### DATA SHOWN ###

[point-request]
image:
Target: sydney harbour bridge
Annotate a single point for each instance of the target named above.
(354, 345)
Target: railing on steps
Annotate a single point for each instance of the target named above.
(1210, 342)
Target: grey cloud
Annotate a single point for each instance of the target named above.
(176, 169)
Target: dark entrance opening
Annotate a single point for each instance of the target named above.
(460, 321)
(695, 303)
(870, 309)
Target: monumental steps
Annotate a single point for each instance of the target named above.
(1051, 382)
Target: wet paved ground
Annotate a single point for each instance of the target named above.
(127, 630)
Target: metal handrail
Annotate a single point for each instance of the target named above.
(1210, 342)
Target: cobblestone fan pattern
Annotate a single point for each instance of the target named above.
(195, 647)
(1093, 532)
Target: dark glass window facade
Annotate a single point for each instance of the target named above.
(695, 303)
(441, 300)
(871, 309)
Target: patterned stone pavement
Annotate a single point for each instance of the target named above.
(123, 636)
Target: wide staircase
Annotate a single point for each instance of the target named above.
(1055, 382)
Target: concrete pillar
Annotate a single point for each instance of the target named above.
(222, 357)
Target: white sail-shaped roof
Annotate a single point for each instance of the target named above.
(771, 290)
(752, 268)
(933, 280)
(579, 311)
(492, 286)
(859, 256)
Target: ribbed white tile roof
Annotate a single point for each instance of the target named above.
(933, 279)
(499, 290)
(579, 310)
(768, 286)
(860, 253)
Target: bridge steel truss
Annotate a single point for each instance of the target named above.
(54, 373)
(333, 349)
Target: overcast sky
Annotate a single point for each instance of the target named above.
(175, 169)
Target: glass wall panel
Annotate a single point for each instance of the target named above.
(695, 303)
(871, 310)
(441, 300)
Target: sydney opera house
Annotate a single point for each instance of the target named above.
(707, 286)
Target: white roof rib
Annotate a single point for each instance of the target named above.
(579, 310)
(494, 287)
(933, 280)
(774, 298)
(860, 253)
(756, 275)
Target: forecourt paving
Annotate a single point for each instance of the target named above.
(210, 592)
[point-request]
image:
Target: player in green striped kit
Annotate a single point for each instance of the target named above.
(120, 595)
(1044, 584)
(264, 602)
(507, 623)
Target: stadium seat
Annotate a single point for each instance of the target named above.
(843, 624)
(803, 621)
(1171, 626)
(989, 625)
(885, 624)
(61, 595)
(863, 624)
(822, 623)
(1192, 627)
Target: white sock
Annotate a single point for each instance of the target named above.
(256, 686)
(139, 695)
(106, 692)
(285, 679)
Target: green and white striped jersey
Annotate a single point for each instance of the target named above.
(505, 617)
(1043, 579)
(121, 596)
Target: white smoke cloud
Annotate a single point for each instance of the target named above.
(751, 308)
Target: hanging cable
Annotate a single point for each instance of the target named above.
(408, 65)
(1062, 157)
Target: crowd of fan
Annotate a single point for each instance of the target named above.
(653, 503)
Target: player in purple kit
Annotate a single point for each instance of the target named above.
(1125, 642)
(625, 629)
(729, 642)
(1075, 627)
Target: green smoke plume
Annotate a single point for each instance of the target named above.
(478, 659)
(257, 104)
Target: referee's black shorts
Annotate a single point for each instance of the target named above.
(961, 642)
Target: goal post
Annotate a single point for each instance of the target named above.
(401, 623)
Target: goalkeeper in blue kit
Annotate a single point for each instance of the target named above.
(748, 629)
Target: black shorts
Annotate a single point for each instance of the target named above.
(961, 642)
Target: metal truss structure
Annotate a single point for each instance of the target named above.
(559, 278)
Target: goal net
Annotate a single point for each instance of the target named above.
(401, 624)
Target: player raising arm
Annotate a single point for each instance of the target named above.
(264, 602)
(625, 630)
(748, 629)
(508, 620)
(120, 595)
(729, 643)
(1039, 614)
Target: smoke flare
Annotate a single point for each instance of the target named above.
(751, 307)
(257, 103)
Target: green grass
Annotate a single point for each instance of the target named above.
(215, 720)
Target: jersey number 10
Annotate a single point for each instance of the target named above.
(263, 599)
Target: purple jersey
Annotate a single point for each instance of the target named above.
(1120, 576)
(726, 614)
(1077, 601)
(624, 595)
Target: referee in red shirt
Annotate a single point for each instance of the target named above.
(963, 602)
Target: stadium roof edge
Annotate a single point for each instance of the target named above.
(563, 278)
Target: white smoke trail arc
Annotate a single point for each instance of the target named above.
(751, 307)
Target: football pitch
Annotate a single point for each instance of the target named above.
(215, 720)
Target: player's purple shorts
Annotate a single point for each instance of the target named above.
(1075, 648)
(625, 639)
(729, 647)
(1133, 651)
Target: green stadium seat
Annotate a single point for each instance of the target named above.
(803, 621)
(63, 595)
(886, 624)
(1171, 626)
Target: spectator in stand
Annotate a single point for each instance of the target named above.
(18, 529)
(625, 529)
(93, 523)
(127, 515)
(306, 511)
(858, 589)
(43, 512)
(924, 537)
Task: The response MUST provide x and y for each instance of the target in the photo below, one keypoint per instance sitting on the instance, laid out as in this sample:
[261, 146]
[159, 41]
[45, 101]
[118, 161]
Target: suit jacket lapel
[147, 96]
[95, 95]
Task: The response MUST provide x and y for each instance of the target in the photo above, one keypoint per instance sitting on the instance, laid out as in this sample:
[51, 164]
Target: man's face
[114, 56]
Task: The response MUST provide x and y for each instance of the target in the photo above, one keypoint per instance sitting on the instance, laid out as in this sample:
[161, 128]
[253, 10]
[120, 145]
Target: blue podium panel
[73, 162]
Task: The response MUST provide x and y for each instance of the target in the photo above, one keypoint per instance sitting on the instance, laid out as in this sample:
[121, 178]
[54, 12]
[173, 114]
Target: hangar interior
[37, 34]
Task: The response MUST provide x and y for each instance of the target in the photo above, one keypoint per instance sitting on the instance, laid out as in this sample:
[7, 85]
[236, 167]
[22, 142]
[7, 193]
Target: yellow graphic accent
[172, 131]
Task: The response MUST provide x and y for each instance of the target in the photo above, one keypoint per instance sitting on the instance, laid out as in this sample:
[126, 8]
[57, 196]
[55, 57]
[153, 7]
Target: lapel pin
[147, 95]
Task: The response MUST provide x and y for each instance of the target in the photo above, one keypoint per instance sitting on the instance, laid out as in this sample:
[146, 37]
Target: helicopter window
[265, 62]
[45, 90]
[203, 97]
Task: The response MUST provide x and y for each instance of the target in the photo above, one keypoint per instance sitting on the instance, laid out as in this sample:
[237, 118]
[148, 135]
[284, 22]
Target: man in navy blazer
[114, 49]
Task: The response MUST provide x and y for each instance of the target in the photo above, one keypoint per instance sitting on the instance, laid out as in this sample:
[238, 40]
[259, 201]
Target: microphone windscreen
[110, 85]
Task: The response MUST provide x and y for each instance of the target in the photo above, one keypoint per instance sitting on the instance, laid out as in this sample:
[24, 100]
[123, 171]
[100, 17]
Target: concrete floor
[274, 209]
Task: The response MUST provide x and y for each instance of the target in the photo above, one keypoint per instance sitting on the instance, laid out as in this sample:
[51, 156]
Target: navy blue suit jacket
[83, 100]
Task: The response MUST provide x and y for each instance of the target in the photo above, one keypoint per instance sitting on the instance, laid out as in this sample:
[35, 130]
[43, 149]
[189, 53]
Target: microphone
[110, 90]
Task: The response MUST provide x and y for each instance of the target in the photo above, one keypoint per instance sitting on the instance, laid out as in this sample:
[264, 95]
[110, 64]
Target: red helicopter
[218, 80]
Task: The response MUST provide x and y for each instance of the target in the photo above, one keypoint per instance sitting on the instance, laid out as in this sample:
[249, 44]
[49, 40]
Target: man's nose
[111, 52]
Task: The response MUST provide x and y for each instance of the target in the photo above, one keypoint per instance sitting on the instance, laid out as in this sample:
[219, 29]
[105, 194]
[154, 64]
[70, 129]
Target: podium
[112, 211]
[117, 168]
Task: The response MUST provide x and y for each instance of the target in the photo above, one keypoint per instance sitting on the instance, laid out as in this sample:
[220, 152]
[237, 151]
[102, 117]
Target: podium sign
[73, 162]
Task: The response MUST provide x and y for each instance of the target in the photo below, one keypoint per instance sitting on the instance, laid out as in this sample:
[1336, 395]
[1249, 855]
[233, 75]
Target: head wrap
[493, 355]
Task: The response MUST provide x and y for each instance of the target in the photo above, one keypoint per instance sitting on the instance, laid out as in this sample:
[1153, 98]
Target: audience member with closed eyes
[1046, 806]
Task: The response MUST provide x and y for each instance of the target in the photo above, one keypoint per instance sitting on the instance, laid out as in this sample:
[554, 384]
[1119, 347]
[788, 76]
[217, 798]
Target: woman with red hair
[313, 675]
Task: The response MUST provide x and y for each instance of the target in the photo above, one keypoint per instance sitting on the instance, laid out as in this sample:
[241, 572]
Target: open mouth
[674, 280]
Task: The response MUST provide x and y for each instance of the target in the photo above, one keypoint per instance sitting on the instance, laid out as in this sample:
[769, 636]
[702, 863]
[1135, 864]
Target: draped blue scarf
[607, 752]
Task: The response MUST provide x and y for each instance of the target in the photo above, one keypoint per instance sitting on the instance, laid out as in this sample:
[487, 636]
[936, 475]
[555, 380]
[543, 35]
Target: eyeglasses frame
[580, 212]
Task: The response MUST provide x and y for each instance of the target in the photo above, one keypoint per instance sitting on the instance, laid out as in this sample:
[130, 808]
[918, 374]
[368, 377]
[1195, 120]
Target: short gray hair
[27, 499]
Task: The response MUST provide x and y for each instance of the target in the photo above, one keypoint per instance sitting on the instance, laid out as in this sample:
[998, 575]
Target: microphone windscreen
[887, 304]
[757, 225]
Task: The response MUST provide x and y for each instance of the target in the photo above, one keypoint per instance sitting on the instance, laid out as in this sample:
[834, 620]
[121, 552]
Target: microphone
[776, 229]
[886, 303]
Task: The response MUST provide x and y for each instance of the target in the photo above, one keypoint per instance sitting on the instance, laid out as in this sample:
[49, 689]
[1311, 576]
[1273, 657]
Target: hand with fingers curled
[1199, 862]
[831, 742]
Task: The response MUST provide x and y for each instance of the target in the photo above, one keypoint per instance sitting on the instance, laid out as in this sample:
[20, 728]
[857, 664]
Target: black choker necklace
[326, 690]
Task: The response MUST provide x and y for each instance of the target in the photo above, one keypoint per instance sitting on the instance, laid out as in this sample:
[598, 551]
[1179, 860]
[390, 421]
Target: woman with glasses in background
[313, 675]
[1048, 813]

###

◆ **STATED GOAL**
Please gather every line in the entries above that contains the string "metal", treating uppercase and lowercase as different.

◆ **FULL ANSWER**
Target: metal handrail
Target: metal truss structure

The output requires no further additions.